## Task brief
Extract, exactly and without pictures, every line from the one that includes "Target: train headlight" through the final line of the material below.

Top of Material provided

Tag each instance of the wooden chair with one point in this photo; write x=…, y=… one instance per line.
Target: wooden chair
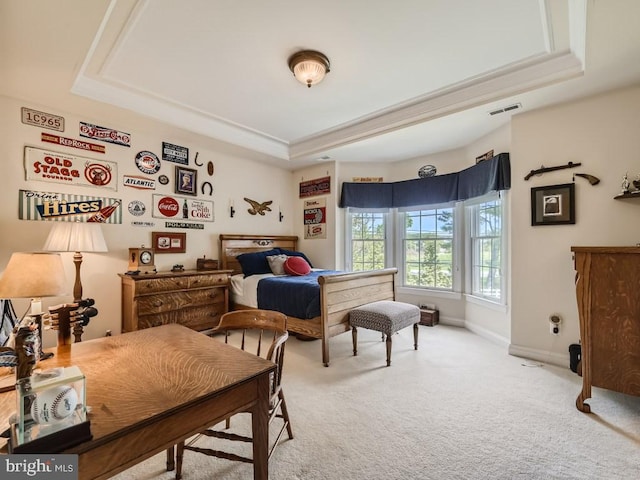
x=260, y=322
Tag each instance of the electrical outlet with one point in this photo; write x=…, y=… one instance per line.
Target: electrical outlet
x=554, y=324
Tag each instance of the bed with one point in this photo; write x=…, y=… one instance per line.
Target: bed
x=339, y=292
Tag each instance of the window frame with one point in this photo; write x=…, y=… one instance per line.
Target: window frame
x=471, y=211
x=389, y=222
x=399, y=230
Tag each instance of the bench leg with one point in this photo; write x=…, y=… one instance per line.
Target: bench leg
x=354, y=336
x=388, y=350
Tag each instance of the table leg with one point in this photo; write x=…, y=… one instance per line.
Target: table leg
x=260, y=427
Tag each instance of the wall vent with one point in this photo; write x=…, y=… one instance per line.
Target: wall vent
x=515, y=106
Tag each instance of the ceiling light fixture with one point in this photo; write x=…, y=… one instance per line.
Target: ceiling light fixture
x=309, y=66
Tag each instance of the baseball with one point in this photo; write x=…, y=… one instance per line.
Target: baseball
x=54, y=404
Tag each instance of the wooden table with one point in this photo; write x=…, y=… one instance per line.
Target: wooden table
x=152, y=388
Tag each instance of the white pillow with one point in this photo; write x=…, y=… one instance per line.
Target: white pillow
x=276, y=264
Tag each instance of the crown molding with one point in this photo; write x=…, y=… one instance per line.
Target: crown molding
x=525, y=76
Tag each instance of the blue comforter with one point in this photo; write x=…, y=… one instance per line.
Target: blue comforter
x=294, y=296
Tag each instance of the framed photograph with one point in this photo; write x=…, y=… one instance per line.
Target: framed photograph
x=169, y=242
x=186, y=180
x=553, y=205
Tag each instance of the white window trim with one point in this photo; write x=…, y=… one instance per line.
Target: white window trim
x=458, y=240
x=389, y=222
x=500, y=305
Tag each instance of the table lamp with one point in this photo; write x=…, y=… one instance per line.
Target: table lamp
x=33, y=275
x=76, y=237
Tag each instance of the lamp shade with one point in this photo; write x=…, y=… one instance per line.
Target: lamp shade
x=75, y=237
x=309, y=67
x=31, y=275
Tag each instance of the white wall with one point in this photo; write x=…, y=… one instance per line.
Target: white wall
x=234, y=178
x=602, y=133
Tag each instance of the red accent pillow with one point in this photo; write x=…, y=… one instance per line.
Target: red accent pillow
x=296, y=266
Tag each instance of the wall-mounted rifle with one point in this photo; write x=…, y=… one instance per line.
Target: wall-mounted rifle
x=550, y=169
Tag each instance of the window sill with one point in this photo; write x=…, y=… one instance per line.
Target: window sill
x=483, y=302
x=428, y=292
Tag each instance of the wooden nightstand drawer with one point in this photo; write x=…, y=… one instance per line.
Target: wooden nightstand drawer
x=429, y=317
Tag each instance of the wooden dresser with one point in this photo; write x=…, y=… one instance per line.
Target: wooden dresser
x=195, y=299
x=608, y=294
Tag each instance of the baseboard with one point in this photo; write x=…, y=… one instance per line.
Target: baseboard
x=487, y=334
x=453, y=322
x=543, y=356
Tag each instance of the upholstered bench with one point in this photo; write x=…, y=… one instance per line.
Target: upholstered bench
x=387, y=317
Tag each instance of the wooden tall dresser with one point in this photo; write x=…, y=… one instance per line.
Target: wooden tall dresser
x=195, y=299
x=608, y=294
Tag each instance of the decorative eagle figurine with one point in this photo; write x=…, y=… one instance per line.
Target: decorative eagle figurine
x=257, y=207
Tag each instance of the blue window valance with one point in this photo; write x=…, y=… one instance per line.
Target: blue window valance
x=480, y=179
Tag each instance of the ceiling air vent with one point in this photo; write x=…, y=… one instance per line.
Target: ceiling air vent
x=515, y=106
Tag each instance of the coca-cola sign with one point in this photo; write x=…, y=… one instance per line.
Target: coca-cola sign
x=168, y=206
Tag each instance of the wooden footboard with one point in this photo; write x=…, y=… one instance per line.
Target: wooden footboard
x=339, y=293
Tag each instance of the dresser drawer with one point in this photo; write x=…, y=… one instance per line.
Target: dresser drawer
x=156, y=285
x=195, y=299
x=196, y=318
x=152, y=304
x=198, y=281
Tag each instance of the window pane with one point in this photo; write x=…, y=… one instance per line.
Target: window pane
x=367, y=241
x=486, y=249
x=428, y=248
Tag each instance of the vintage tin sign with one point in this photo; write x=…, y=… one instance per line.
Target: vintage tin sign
x=72, y=142
x=315, y=218
x=319, y=186
x=141, y=183
x=147, y=162
x=192, y=226
x=181, y=208
x=104, y=134
x=42, y=119
x=62, y=207
x=136, y=208
x=175, y=153
x=56, y=167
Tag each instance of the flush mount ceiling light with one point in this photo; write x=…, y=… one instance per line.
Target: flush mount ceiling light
x=309, y=66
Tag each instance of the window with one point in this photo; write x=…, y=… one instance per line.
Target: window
x=486, y=249
x=428, y=248
x=367, y=233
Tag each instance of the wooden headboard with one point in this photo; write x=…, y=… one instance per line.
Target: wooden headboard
x=233, y=245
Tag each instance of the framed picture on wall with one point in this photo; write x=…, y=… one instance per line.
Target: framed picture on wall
x=553, y=205
x=169, y=242
x=186, y=180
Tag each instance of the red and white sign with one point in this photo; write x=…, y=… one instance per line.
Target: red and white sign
x=56, y=167
x=318, y=186
x=72, y=142
x=104, y=134
x=315, y=218
x=168, y=206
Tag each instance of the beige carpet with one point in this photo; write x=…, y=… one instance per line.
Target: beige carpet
x=458, y=408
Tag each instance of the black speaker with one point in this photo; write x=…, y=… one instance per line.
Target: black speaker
x=575, y=354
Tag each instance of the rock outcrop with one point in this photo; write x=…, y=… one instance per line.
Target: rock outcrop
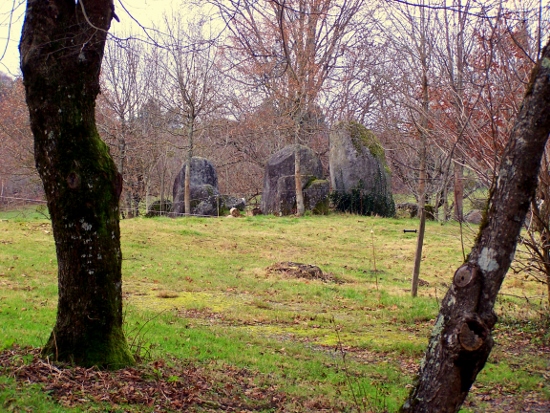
x=203, y=188
x=279, y=192
x=358, y=172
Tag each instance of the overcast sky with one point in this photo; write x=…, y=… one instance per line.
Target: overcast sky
x=146, y=12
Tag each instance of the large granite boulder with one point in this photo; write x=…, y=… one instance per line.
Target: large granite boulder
x=279, y=192
x=359, y=175
x=203, y=188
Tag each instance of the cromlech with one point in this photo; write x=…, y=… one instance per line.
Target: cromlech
x=359, y=175
x=279, y=190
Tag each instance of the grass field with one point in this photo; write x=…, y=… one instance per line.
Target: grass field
x=201, y=304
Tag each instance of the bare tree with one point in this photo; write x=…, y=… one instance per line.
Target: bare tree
x=288, y=50
x=461, y=340
x=62, y=47
x=189, y=66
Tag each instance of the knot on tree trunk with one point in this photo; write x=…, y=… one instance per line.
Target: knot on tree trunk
x=466, y=275
x=472, y=333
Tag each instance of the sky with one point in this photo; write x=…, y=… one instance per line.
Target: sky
x=147, y=12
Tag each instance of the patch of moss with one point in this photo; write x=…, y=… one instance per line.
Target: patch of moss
x=363, y=137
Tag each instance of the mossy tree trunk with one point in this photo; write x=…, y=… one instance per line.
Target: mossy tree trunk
x=461, y=339
x=62, y=48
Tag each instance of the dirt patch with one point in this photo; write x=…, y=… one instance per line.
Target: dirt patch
x=298, y=270
x=163, y=386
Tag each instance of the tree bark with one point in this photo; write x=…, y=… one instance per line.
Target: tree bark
x=461, y=340
x=62, y=48
x=187, y=182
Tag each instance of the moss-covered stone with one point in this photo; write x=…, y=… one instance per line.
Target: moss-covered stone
x=359, y=174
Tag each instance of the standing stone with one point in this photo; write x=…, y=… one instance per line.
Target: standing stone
x=279, y=193
x=358, y=172
x=204, y=189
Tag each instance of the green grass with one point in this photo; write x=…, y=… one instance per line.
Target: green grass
x=197, y=290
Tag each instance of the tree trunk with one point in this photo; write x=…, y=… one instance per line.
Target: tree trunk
x=61, y=52
x=461, y=340
x=300, y=207
x=187, y=181
x=459, y=191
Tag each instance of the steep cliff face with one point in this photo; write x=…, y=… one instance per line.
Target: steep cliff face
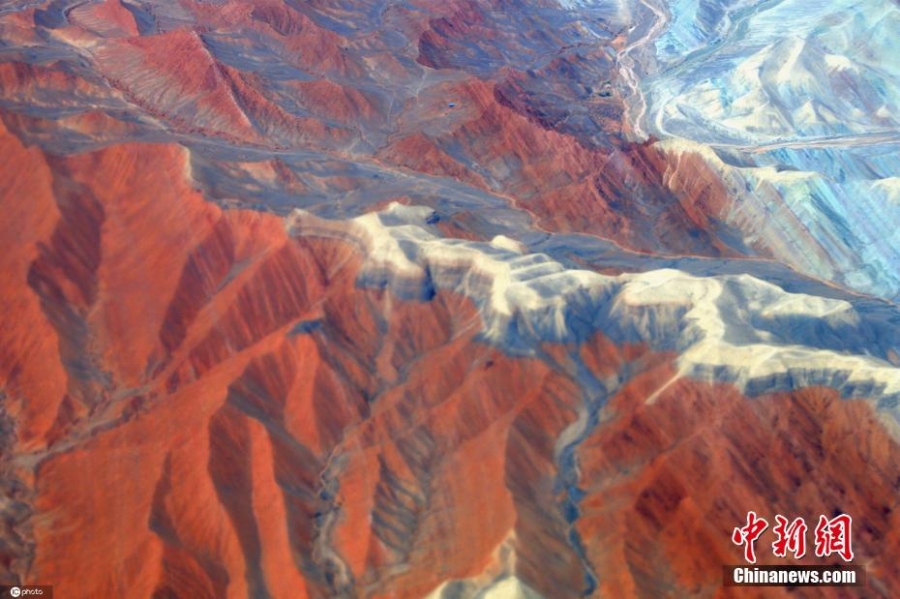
x=369, y=299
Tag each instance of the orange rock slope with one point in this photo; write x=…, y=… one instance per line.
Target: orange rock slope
x=197, y=400
x=198, y=404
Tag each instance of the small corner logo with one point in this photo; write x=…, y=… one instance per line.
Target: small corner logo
x=832, y=536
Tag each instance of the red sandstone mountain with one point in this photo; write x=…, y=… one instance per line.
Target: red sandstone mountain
x=200, y=399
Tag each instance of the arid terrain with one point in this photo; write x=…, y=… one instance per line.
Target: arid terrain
x=499, y=298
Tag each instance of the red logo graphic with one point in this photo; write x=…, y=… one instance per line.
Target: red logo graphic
x=832, y=536
x=748, y=534
x=791, y=537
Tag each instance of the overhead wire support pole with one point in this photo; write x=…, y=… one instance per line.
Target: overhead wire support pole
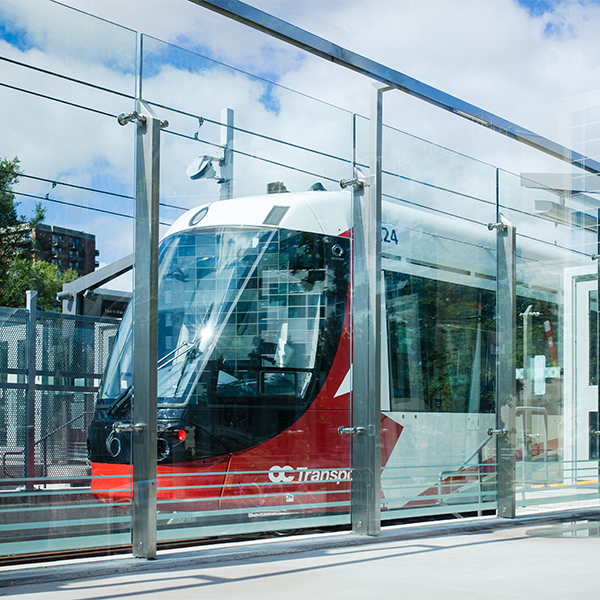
x=280, y=29
x=143, y=425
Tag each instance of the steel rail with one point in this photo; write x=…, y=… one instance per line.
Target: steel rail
x=280, y=29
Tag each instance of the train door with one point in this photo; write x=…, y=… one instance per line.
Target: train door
x=581, y=402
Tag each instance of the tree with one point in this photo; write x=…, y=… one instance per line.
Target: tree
x=19, y=269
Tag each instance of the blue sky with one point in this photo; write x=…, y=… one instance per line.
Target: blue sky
x=517, y=64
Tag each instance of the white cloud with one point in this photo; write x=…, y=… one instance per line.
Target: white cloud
x=492, y=54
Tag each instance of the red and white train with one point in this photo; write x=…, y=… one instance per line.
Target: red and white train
x=255, y=365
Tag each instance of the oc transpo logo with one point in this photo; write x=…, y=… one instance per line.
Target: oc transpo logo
x=288, y=474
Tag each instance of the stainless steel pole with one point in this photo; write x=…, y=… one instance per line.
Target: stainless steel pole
x=145, y=333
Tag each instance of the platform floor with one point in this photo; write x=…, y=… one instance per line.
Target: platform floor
x=486, y=558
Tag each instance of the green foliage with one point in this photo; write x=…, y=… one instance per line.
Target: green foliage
x=19, y=271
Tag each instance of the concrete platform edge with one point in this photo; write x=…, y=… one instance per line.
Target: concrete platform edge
x=227, y=552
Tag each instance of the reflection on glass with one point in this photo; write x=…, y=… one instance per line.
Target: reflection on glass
x=440, y=345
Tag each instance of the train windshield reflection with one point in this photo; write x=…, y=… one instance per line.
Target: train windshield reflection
x=240, y=315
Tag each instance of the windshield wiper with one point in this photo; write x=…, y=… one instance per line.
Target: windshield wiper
x=121, y=400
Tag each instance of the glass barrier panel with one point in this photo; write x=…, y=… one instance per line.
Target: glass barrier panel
x=439, y=263
x=556, y=343
x=254, y=315
x=65, y=78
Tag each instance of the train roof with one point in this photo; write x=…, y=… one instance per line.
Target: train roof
x=317, y=212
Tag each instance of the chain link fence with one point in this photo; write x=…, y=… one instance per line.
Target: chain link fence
x=55, y=400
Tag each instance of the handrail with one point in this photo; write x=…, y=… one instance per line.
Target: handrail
x=465, y=464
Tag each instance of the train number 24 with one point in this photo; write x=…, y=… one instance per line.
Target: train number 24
x=389, y=235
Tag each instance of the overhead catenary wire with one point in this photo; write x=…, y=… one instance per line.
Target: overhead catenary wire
x=83, y=207
x=56, y=182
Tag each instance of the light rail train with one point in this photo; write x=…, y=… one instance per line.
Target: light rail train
x=254, y=370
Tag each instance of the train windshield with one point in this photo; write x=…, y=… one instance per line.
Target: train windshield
x=242, y=313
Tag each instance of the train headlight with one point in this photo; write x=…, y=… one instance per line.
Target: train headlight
x=163, y=448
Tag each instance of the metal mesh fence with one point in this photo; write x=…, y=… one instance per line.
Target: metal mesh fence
x=70, y=355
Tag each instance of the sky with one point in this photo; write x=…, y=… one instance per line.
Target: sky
x=532, y=62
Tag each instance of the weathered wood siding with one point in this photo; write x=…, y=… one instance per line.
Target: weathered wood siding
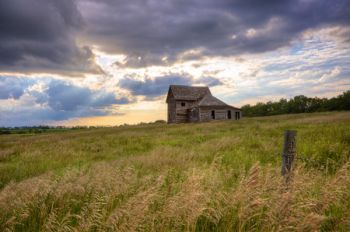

Bottom of Material provided

## Answer space
Target: train headlight
x=163, y=448
Tag each instance of the metal mesh fence with one point in this photo; write x=…, y=… one instance per line.
Target: metal mesh fence
x=70, y=355
Tag each instance of the sky with one point in this photo; write x=…, y=… one instance per line.
Target: sky
x=532, y=62
Tag each instance of the weathered wood siding with one point in this photo; write x=…, y=… one instance per line.
Target: weathered wood siding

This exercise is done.